Provided records ->

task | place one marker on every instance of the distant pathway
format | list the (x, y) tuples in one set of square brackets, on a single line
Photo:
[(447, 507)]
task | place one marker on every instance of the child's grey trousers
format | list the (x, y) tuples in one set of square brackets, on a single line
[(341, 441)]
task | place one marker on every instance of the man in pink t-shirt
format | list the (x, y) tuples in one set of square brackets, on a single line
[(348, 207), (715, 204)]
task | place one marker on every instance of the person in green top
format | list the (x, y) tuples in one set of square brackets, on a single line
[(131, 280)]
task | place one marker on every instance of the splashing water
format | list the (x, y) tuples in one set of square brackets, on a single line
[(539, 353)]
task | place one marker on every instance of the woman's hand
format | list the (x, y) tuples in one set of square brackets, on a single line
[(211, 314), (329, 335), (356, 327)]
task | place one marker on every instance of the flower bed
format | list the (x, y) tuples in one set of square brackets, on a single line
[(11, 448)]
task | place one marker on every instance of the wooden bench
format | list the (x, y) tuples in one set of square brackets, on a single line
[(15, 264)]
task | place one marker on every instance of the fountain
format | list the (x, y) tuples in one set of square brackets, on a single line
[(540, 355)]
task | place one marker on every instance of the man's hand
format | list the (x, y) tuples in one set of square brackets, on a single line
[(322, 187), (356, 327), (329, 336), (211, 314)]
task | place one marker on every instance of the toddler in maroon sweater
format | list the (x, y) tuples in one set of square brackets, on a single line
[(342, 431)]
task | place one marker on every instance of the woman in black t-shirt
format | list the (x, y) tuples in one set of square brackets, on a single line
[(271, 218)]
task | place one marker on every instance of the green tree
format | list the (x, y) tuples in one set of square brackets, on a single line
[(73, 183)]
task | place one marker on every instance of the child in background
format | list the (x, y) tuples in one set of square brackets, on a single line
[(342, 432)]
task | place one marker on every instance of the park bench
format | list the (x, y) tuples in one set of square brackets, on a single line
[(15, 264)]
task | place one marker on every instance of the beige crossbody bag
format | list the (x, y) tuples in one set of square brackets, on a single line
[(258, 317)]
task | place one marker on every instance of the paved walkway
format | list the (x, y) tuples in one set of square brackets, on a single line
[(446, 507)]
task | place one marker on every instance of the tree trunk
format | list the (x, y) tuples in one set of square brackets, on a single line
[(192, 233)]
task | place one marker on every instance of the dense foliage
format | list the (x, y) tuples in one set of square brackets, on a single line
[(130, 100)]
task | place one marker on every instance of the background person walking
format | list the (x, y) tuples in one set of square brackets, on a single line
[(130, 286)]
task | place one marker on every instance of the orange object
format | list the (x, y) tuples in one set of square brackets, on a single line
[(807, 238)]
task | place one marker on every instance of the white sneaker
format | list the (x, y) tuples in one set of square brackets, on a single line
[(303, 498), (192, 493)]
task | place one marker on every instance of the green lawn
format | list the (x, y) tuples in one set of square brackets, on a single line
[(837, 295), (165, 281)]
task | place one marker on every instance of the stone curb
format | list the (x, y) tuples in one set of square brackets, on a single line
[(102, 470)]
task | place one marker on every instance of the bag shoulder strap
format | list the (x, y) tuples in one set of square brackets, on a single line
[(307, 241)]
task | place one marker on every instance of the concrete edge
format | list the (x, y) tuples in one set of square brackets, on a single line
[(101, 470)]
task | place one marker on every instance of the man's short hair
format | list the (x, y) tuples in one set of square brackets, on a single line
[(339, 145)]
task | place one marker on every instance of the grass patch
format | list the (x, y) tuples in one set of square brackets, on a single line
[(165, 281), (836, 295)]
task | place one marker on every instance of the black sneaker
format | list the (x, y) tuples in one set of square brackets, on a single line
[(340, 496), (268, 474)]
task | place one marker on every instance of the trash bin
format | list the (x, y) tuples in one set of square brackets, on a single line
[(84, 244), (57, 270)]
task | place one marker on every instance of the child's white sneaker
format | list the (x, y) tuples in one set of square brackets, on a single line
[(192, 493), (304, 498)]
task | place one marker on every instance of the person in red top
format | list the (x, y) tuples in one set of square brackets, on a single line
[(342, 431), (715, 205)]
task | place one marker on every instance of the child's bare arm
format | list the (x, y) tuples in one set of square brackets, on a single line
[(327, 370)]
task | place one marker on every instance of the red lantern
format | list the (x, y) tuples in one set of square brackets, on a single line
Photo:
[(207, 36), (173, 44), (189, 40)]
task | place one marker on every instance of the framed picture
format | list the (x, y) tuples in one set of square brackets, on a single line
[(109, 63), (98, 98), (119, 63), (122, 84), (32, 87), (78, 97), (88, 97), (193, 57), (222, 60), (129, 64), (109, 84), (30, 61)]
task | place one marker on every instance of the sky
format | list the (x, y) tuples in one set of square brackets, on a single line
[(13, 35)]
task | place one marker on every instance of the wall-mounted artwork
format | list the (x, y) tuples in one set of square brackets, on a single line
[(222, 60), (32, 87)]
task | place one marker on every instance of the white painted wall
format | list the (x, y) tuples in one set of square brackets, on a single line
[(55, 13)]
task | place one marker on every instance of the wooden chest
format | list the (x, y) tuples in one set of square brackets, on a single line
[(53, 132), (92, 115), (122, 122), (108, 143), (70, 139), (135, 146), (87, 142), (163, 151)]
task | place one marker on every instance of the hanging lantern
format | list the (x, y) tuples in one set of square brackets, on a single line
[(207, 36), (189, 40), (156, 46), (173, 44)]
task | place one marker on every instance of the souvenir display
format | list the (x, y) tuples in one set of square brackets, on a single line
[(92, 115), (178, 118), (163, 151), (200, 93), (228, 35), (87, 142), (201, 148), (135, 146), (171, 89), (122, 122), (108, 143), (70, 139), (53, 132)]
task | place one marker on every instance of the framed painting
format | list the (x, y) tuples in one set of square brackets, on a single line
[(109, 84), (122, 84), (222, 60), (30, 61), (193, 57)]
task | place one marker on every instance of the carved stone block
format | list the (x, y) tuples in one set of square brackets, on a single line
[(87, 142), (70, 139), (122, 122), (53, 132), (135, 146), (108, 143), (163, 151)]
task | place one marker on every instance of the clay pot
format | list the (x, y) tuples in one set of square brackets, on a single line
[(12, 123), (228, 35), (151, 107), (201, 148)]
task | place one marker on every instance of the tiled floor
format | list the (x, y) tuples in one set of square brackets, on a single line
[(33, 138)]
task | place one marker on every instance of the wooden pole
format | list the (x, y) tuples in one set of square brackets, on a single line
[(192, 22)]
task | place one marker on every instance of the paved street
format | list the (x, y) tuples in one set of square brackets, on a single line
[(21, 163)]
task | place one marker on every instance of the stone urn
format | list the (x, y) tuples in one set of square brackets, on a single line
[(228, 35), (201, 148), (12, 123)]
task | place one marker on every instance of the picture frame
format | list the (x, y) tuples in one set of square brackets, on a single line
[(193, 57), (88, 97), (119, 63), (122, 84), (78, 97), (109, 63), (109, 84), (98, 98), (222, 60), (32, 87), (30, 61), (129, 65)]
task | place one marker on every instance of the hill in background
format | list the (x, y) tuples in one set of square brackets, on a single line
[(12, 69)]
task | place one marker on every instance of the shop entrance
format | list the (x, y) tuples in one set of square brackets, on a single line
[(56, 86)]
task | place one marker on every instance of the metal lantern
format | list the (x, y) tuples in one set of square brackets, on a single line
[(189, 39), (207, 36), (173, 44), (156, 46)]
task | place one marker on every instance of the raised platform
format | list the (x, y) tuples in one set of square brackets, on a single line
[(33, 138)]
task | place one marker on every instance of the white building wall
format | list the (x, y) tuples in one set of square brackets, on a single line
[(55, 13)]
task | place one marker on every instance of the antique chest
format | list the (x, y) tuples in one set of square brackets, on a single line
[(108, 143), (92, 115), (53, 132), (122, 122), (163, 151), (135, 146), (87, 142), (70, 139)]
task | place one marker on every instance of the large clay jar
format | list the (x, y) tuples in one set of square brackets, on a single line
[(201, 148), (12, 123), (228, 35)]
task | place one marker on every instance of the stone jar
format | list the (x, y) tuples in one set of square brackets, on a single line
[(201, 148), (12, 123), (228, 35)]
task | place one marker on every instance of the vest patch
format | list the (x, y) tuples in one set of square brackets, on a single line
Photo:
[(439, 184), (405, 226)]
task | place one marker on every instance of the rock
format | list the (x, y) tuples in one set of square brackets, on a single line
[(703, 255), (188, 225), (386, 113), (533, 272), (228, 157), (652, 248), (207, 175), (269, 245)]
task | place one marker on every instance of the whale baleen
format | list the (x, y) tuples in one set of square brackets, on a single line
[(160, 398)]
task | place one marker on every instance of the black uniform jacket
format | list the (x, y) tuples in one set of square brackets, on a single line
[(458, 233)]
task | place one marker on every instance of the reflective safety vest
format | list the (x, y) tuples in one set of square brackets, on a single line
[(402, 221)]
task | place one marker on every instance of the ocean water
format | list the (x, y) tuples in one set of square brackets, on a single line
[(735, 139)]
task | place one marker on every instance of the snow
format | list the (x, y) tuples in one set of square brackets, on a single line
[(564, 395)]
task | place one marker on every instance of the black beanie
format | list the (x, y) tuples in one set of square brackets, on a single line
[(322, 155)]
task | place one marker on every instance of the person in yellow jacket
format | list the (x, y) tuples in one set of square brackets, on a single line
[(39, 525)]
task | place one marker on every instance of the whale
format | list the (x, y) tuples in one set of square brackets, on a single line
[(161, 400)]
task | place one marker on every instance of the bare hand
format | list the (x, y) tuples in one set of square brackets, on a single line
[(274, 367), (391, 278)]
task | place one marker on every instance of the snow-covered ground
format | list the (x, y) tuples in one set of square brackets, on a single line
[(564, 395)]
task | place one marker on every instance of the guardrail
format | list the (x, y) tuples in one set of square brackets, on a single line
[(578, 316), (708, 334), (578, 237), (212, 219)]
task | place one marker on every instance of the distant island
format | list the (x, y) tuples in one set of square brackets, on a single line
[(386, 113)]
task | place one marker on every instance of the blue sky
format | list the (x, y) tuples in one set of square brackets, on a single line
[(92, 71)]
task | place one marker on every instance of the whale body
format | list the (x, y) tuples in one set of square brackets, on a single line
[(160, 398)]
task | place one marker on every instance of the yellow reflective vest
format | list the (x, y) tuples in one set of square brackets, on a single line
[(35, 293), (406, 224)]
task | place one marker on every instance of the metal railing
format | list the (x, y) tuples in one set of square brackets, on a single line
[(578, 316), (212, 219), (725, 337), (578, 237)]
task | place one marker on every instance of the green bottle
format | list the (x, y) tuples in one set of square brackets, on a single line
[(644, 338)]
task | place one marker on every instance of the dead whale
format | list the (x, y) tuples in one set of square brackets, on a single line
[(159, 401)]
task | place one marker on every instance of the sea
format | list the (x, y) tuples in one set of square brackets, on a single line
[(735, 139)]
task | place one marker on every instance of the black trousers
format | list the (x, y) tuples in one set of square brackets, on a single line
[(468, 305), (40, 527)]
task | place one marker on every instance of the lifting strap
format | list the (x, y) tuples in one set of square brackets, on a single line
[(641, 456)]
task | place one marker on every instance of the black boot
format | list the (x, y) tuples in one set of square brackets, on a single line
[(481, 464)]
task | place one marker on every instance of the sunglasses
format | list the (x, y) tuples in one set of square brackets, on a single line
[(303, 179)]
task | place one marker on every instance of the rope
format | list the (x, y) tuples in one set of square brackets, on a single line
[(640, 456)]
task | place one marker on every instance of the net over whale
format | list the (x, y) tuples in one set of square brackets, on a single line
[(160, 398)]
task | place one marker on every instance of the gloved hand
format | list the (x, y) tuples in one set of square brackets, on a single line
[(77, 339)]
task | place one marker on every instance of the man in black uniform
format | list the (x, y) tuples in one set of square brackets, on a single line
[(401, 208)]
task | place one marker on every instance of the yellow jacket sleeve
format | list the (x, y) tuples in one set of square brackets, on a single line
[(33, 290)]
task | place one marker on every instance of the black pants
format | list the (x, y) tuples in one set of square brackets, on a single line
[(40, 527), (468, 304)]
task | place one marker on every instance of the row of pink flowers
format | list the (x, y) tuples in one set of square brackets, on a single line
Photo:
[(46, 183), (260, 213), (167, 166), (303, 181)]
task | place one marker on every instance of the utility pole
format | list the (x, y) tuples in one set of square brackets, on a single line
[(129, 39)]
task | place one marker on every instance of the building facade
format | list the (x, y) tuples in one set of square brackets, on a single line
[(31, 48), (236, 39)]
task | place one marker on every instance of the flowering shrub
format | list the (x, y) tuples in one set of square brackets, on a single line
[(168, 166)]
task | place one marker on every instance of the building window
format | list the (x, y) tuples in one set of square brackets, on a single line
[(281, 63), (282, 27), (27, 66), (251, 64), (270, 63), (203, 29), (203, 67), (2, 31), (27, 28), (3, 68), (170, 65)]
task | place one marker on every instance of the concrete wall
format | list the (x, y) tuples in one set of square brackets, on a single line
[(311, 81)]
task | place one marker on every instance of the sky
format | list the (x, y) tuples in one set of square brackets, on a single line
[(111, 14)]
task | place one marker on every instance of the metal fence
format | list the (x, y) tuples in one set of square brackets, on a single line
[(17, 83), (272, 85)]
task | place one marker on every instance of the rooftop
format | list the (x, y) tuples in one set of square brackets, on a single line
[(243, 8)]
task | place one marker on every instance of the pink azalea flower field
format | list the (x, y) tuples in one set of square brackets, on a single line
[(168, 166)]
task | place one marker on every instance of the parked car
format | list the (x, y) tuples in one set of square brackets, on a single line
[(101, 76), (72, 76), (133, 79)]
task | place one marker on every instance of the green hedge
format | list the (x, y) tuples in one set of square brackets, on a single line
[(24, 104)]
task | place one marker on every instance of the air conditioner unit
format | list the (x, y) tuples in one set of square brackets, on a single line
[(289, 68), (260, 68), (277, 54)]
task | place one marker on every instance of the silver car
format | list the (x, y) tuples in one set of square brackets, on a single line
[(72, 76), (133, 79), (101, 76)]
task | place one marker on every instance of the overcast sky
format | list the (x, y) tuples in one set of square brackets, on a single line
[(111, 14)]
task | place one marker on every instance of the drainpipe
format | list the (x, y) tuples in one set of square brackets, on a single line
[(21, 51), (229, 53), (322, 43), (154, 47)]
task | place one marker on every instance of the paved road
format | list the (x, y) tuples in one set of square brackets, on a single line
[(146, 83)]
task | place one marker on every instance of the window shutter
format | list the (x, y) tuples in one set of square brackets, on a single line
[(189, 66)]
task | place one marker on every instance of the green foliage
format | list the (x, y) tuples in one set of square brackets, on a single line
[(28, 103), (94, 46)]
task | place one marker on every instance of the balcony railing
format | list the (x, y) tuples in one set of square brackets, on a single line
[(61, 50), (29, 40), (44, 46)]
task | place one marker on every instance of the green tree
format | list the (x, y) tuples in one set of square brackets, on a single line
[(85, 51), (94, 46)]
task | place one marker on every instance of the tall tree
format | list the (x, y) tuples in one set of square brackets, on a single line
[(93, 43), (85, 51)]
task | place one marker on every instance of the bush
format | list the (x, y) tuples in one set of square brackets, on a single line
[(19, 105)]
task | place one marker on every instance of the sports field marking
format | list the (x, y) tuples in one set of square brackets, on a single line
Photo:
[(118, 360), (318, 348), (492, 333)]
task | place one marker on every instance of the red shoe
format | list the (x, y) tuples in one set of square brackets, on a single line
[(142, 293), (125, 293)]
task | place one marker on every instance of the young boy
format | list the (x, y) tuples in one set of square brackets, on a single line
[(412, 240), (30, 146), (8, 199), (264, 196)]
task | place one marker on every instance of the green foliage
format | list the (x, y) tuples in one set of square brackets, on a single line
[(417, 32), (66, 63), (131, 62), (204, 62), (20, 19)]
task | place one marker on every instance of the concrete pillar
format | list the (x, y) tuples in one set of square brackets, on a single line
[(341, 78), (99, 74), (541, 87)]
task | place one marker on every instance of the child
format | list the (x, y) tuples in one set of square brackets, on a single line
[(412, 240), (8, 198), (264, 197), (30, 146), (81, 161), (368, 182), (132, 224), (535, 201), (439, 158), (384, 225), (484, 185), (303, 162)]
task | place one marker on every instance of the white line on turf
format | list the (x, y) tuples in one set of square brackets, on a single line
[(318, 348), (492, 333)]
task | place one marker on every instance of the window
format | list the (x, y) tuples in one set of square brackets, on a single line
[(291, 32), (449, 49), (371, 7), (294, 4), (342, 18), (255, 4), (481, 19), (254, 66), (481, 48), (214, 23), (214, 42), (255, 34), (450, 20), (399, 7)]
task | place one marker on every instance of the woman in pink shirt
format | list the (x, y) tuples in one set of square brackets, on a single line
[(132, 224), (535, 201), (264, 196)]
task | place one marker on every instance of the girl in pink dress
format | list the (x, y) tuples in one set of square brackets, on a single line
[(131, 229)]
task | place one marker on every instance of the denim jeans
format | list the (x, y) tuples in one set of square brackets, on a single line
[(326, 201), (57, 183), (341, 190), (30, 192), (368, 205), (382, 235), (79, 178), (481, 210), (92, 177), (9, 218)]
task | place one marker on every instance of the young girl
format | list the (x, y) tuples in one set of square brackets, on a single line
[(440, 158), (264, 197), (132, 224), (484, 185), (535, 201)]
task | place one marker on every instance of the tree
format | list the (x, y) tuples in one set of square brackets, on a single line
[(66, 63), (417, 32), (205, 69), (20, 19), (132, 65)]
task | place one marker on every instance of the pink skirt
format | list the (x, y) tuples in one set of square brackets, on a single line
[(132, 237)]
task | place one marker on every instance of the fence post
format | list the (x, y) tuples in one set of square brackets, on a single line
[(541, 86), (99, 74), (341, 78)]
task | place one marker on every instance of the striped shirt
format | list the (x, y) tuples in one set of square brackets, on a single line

Task brief ->
In the records above, find each line holding "yellow" and copy it.

Problem solution ->
task | place one marker on every instance of the person in yellow jacket
task | place one marker on every instance of the yellow reflective vest
task | place one marker on every instance of the yellow jacket sleeve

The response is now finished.